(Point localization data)
+---+

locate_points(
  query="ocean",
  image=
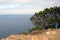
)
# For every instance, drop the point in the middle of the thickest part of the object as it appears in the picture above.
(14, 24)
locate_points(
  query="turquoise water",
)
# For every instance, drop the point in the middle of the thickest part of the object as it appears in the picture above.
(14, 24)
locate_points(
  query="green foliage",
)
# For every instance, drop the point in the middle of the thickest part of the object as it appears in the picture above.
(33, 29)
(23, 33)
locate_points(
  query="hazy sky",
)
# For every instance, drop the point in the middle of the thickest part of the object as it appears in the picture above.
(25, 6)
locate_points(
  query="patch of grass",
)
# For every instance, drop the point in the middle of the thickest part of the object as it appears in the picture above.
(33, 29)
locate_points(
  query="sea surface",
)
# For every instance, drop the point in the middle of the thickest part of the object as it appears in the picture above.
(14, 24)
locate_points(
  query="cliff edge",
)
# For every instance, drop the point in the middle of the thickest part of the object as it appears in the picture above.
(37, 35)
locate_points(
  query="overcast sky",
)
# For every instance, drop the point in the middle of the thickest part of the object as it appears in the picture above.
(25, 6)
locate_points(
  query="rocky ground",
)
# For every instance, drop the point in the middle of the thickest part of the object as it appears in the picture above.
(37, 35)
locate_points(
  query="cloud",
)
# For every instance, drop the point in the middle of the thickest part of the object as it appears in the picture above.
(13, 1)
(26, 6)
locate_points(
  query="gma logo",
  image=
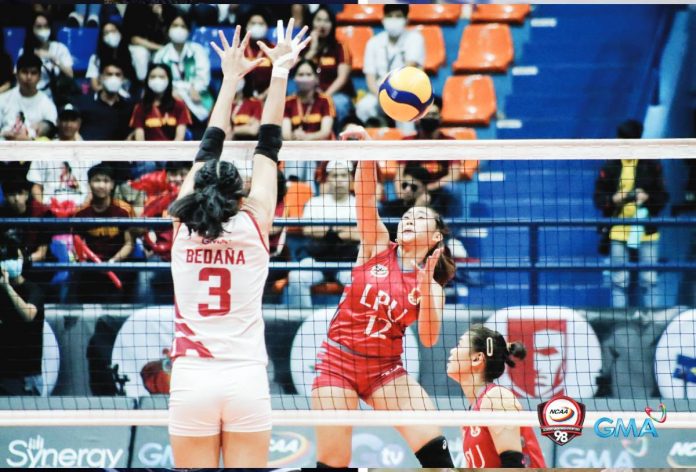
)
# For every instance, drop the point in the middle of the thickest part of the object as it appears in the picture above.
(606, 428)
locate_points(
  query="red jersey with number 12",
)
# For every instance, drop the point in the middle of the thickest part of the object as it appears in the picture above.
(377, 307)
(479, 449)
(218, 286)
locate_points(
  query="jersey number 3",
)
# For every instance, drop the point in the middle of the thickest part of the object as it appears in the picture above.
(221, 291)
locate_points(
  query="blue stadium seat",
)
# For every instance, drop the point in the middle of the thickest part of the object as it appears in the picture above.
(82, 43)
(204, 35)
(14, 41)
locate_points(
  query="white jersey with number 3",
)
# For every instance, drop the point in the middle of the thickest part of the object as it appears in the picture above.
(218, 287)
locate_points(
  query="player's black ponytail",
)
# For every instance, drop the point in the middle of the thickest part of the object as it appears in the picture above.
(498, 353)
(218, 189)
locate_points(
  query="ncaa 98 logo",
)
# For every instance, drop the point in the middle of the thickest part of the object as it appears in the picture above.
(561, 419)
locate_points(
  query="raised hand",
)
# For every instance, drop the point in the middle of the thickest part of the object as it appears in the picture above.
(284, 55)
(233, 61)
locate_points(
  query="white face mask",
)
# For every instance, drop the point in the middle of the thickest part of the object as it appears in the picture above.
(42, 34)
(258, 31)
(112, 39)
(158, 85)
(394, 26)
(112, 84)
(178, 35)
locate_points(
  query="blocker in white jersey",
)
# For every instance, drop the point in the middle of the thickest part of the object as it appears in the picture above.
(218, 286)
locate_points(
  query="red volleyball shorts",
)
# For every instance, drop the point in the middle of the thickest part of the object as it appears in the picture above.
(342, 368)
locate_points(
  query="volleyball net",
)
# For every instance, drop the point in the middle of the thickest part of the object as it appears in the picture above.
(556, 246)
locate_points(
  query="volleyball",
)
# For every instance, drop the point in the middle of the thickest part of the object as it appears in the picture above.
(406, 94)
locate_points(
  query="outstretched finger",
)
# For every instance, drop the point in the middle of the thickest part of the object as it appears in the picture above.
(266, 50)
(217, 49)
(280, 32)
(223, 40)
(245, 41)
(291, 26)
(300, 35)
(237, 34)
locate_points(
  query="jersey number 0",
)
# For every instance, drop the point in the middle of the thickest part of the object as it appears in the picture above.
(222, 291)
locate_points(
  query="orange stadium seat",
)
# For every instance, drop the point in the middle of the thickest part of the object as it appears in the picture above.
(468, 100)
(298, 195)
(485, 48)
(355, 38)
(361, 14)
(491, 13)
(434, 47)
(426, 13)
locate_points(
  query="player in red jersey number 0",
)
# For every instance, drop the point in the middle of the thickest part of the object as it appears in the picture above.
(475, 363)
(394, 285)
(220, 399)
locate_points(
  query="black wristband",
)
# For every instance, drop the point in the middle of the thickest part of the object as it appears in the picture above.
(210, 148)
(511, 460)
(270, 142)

+---+

Work to be completed:
An exact copy of every entry above is needed, with the pictures left out.

Exercise answer:
locate_points(
  query="ocean",
  image=
)
# For every instance, drop the point in the middle of the thickest part of the object as it appears in the picture above.
(14, 24)
locate_points(
  query="turquoise water",
)
# For every instance, drop the point in the middle of the thickest part of the object as it appears in the picture above.
(14, 24)
locate_points(
  query="green foliage",
)
# For every instance, drop the point in the middle of the thickest part of the object as it appears in the picture above.
(33, 29)
(23, 33)
locate_points(
  query="hazy sky",
)
# For every instance, drop the point in the middle of the thickest part of the object as it appears in the picture above.
(25, 6)
locate_points(
  query="patch of grass",
)
# For every instance, drop the point in the middle of the thickest part of the object as it appears in the picture above.
(33, 29)
locate_points(
  query="sea surface",
)
# For every instance, drop the point in the middle of the thickest part of the object as it appears in the picture above.
(14, 24)
locate_points(
  query="cliff edge",
)
# For every instance, drop the point in the middle of the thickest part of the object as it appears in the picture above.
(37, 35)
locate_points(
  query="overcast sky",
)
# For every instance, drop the point in the middle of the thickest part of the object as it appears in the picture above.
(25, 6)
locate_points(
  query="rocky ground",
)
# For every instance, drop the point in the middle of the thickest part of the object as it appears in the picture above.
(37, 35)
locate_points(
  query="cloud",
)
# For every instance, drop the point in the middle of the thickest part of the object as it appears in the picture above.
(13, 1)
(26, 6)
locate_points(
  query="gma logo",
  image=
)
# For every instance, drop the point in the middle of the thickest part of the object as it appears in the picture above.
(606, 428)
locate_points(
  query="red jersey with number 12",
)
# For every instance, drop the point in the middle of the thickest part of the object as it appears in the picture above.
(377, 307)
(479, 449)
(218, 286)
locate_points(
  query="jersey number 3",
)
# For every instance, drop the point in the middle of the thickest part of the object as it appears in the picture above.
(221, 291)
locate_points(
  query="blue stadium seat",
)
# For every instance, drop the point in the middle of the thickest part of the object as it appears in the picture above.
(82, 43)
(204, 35)
(14, 41)
locate_points(
  query="white jersey with number 3",
)
# For every instance, drop the point in the middle of the thickest part of the object as it appears in the picture above.
(218, 287)
locate_points(
  query="player's black ponytail",
)
# For every instance, drop the point in the middle of the thickest part of the object as it appears in the picture above.
(498, 353)
(218, 189)
locate_points(
  query="ncaa 98 logo",
)
# For every instance, drop the point in the middle of the thickest part of the object as it appears in the picture above.
(561, 419)
locate_points(
  query="raised hand",
)
# For every instance, drop the point in the middle of the thickest part of the object as it appears in the picture above.
(284, 55)
(233, 61)
locate_points(
  query="white face mask",
)
# For every instance, drop the point in the middle of the thickest part of the object as it appears in the picture above.
(42, 34)
(258, 31)
(112, 39)
(158, 85)
(394, 26)
(112, 84)
(178, 35)
locate_points(
  query="blocker in white jersey",
)
# For every instance, drop the point in the middle of the thickest part of the object as it appears in the picture above.
(218, 286)
locate_points(
  query="red volleyball shorts",
)
# For every instance, drop the point in the middle of the thickest part of the object as it appears in the picture above.
(342, 368)
locate_points(
  query="volleyball net",
)
# For every instance, drop the point in the middle of the thickest part of the object as it appears in the picture above.
(556, 246)
locate_points(
  query="volleyball",
)
# For every instance, drop the point in the middle of the thickest part of the object as it appears in the picture above.
(406, 94)
locate_points(
  query="outstretched finger",
)
# For every instance, drop the point in the middle of the thickest part of the object as it appears in the picture above.
(266, 50)
(217, 49)
(280, 32)
(223, 40)
(245, 41)
(291, 26)
(300, 35)
(237, 34)
locate_points(
  query="jersey number 0",
)
# For every instance, drop the point in the middle of the thickest part of the object as it appears in the picture above.
(222, 291)
locate_points(
  query="orange stadium seat",
)
# For every instance, drop the point in the middle of the thickest part of the object as it appears in the picture above.
(468, 100)
(298, 195)
(485, 48)
(355, 38)
(361, 14)
(491, 13)
(434, 47)
(426, 13)
locate_points(
  query="player in red jersey number 0",
)
# For every instance, drop the point in the middle of the thickest part of the object as it appears in the picture above.
(475, 363)
(394, 285)
(220, 399)
locate_points(
  query="black wristband",
)
# For every instance, drop the point in the middle of the thickest part of the object as it appears in the picture above.
(210, 148)
(511, 460)
(270, 142)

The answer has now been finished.